[Referring expression pointing data]
----------------------------------------
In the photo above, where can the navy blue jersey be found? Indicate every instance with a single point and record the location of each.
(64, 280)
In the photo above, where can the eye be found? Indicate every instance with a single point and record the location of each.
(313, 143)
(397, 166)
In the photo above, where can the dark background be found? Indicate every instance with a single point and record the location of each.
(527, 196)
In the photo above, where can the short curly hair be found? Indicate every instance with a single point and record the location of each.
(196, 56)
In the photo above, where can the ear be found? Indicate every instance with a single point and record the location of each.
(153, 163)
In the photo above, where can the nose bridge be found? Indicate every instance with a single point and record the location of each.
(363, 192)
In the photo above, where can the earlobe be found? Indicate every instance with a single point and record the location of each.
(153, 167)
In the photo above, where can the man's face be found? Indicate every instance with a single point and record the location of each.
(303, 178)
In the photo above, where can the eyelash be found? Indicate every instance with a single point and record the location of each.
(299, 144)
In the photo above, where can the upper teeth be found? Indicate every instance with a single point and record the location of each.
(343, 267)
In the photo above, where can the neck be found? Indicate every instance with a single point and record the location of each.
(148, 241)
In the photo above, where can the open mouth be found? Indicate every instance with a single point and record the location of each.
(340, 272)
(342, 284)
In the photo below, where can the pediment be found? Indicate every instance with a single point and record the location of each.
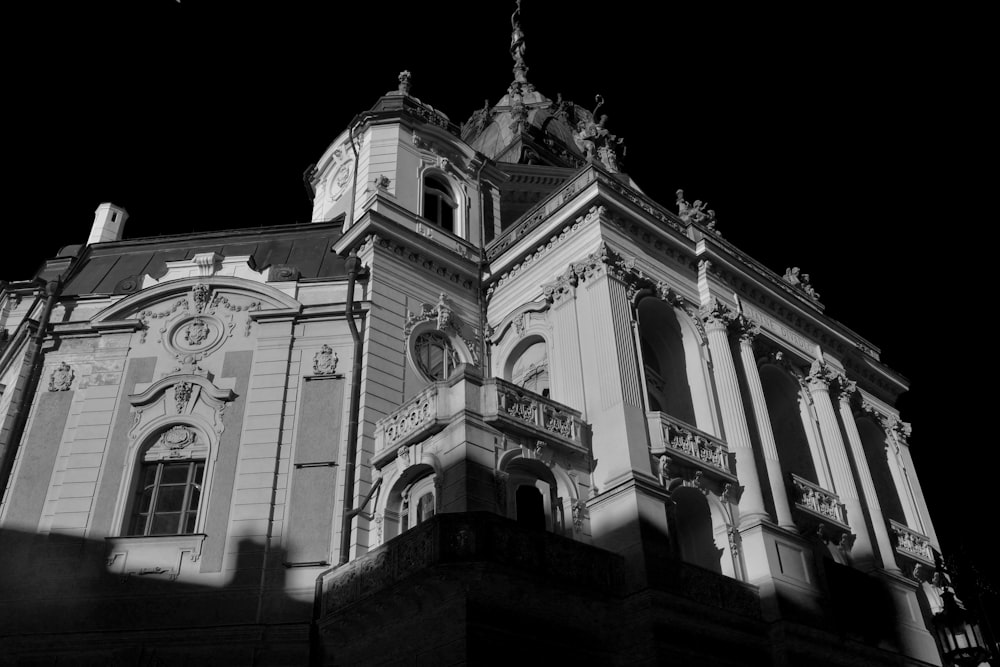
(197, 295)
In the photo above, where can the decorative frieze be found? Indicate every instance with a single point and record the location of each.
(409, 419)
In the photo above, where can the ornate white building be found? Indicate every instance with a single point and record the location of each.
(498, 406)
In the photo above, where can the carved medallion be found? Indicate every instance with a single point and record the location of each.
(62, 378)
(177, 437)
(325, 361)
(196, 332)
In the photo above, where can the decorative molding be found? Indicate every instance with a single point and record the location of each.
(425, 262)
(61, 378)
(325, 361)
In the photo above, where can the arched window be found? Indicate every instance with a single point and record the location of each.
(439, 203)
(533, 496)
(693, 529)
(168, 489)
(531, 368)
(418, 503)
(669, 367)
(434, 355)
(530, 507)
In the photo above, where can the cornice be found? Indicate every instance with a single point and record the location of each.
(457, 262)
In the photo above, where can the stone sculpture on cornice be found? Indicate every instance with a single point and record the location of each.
----------------------------------------
Task statement:
With the pictures omitted, restate every entry above word for word.

Response to the task:
In the photo above, where can the navy blue jersey be found? Indicate every instance with a single point and record the location of each.
(64, 280)
In the photo above, where can the eye be found? Indicate every instance with a single point and record the location of each.
(313, 143)
(397, 166)
In the photo above, where can the dark background be found? Indicate every instance with a single point and record the location of each.
(527, 196)
In the photo above, where can the short curly hair be found? Indicate every instance with a single point and record the location of each.
(196, 56)
In the photo above, where can the ear be found? Indicate every instance with a single point and record the location of each.
(153, 163)
In the photo above, where can the nose bridge be found? Indicate every instance with a single point and record the location of each.
(363, 192)
In the photo above, where can the earlobe be found? Indicate every instance with a single point and record the location of each.
(153, 167)
In the photo above, where can the man's face be found? Indicate every instance with a single point and record the location of each.
(303, 178)
In the photo above, where can the eyelash be found? Indicate every instance with a single point and record the location of each.
(299, 144)
In the photo above, where can the upper teeth be found? Indicate every instance with a single point and record the location of each.
(343, 267)
In the photo above, where can the neck be found? Indicate every instance with a single point and record the location of each.
(148, 241)
In the photo above, where can the open mouth be found? Indicate every instance with a single point and record the location of each.
(340, 272)
(342, 284)
In the photo below, where can the pediment be found? Indicate every instance with a single point and record the location of each.
(197, 295)
In the photo above, where can the decorative frieze be found? Indicate every instance with a single point and record the location of each.
(409, 419)
In the photo above, where can the ornate white building be found? Indicate every instance with a single point and record the location of each.
(498, 406)
In the photo above, where can the carved medallion be found? Indicate every instance with a single point and record the location of each.
(62, 378)
(177, 437)
(325, 361)
(196, 332)
In the photo above, where can the decorative molding be found? Indicate every instance with a single point and record the location of each.
(425, 262)
(61, 378)
(325, 361)
In the photo above, where can the arched window be found? Indicate every instance with a single point and record the location of each.
(439, 203)
(533, 496)
(693, 529)
(168, 489)
(531, 368)
(418, 503)
(669, 367)
(434, 355)
(530, 507)
In the photo above, where can the cornice be found? Indicate every instance with a single point and record the location of each.
(457, 262)
In the photo above, where can the stone sculpture on cornice be found? Indicate every instance with a single point and record the location of each.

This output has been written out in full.